» **Labeling and segmentation records**:
+ + + + +

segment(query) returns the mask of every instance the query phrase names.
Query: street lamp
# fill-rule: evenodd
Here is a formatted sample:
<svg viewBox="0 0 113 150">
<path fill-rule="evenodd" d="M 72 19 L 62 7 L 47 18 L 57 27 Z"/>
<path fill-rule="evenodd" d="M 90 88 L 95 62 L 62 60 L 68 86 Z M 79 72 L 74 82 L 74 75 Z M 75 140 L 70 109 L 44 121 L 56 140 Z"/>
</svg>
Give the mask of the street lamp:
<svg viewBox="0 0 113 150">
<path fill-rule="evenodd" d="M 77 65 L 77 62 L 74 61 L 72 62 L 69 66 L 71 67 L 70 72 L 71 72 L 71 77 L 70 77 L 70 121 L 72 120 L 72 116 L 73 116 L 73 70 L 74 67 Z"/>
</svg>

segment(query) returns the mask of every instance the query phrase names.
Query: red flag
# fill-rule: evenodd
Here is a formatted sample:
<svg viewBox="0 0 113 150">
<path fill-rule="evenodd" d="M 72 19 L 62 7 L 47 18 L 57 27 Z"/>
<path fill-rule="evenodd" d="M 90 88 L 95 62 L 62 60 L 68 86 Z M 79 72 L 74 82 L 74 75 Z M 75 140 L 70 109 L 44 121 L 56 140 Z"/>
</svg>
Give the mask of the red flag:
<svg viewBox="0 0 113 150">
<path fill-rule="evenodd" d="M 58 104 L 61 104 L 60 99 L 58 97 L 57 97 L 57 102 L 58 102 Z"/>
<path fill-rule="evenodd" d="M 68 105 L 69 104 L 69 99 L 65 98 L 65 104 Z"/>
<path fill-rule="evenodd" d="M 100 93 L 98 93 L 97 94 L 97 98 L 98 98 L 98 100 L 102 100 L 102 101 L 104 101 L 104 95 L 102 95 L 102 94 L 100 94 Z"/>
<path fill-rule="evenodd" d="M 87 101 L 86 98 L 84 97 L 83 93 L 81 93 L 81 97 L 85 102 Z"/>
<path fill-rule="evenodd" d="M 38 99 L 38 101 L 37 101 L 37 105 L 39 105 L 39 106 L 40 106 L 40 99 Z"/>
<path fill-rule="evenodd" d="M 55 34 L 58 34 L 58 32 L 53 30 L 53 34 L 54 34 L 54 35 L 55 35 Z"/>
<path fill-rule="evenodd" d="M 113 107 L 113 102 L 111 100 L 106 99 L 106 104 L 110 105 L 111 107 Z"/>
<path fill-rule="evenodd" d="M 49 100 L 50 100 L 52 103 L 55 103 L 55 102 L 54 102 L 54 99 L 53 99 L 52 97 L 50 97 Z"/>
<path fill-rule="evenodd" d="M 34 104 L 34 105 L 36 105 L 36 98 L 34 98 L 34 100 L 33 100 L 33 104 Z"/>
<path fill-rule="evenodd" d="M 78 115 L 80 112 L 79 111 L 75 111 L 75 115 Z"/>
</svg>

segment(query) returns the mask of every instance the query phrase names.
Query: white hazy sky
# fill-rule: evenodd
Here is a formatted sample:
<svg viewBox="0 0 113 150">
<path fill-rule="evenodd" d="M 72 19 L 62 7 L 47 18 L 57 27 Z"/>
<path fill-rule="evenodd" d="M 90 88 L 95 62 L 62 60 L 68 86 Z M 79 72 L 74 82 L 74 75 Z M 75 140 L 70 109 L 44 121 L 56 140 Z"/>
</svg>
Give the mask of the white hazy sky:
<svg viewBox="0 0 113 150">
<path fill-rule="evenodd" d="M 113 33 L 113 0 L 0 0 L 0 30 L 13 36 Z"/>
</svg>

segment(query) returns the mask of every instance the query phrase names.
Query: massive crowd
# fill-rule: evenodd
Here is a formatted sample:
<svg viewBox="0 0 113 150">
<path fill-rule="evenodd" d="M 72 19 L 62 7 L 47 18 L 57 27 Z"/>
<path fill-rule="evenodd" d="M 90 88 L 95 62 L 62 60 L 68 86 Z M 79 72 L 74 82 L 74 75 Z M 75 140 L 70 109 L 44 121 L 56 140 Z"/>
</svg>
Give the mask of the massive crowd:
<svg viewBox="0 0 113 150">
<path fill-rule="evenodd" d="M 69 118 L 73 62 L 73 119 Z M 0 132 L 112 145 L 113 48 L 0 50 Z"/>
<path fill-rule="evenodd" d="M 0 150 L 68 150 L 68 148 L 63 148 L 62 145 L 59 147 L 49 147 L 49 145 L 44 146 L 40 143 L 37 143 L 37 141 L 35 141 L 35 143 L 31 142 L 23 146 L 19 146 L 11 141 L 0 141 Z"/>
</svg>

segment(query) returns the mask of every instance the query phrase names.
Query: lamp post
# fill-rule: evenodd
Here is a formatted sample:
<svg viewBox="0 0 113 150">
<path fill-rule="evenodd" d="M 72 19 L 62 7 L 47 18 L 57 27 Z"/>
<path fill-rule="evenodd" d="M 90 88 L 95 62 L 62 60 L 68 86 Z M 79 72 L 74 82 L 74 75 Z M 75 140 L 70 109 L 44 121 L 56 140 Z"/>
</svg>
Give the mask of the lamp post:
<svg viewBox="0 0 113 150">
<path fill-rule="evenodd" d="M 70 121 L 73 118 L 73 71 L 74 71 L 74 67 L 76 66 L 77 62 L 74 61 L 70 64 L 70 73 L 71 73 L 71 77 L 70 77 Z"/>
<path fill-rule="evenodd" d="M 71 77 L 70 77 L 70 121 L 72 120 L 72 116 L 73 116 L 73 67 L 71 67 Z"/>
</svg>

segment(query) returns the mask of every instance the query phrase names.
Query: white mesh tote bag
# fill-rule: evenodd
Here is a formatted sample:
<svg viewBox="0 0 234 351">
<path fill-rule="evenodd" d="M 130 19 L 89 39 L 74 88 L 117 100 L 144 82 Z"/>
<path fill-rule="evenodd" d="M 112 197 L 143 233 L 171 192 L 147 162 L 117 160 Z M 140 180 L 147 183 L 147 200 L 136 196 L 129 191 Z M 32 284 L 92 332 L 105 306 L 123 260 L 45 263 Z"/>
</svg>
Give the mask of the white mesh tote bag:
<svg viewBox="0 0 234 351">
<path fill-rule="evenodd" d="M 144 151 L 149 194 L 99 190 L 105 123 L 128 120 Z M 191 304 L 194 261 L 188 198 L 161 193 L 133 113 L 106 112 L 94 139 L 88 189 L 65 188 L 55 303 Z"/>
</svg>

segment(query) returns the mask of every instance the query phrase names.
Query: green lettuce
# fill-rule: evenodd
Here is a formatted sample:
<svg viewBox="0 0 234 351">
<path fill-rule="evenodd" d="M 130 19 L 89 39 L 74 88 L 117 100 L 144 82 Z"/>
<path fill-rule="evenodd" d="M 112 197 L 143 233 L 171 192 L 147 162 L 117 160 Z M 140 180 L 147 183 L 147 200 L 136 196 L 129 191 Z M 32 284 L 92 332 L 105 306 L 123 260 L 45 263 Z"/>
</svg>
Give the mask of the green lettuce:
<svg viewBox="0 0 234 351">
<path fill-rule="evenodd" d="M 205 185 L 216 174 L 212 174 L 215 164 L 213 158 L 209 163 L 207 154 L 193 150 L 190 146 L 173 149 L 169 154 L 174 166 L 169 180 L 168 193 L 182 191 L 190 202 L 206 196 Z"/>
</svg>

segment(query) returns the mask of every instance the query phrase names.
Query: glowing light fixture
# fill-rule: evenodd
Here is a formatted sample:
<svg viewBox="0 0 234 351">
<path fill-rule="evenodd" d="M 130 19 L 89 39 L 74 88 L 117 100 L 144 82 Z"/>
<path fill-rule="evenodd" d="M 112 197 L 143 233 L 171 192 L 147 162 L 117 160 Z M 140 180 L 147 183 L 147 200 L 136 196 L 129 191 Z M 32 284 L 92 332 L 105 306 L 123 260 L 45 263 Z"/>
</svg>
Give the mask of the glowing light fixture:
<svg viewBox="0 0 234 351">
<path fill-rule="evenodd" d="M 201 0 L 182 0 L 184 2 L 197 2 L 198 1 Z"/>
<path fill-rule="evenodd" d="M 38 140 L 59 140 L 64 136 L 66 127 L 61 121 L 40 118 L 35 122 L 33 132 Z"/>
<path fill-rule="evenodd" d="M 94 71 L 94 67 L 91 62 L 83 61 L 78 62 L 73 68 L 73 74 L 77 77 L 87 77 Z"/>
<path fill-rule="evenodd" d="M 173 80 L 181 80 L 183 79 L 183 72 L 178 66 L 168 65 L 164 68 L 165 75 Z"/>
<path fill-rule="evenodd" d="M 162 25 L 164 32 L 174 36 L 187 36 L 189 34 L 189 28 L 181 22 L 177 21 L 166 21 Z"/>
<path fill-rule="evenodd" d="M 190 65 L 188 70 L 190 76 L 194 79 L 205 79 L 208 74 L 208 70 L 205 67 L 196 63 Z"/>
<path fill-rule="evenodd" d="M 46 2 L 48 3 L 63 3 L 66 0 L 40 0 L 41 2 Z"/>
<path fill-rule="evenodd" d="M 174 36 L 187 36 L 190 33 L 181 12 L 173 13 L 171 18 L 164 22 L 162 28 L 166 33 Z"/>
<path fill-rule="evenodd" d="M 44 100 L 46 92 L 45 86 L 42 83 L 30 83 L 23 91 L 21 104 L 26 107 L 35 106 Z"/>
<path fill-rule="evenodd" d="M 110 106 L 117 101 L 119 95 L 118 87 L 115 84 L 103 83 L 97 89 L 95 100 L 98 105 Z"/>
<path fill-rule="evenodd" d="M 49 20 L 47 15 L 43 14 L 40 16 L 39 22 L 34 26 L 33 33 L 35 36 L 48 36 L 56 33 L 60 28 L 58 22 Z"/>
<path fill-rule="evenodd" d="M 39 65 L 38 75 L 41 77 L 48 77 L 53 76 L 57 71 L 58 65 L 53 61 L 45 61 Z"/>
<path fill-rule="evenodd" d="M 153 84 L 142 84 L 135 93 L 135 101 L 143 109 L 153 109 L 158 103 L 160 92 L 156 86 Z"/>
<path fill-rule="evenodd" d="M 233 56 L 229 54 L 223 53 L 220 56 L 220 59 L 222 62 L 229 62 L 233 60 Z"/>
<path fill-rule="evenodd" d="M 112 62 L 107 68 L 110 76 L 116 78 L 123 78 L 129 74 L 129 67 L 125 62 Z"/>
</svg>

+ + + + +

Locate each line in the items above that contains the word "white" and copy those lines out.

» **Result for this exercise**:
Query: white hazy sky
Give the mask of the white hazy sky:
Query: white mesh tote bag
Give the mask of the white mesh tote bag:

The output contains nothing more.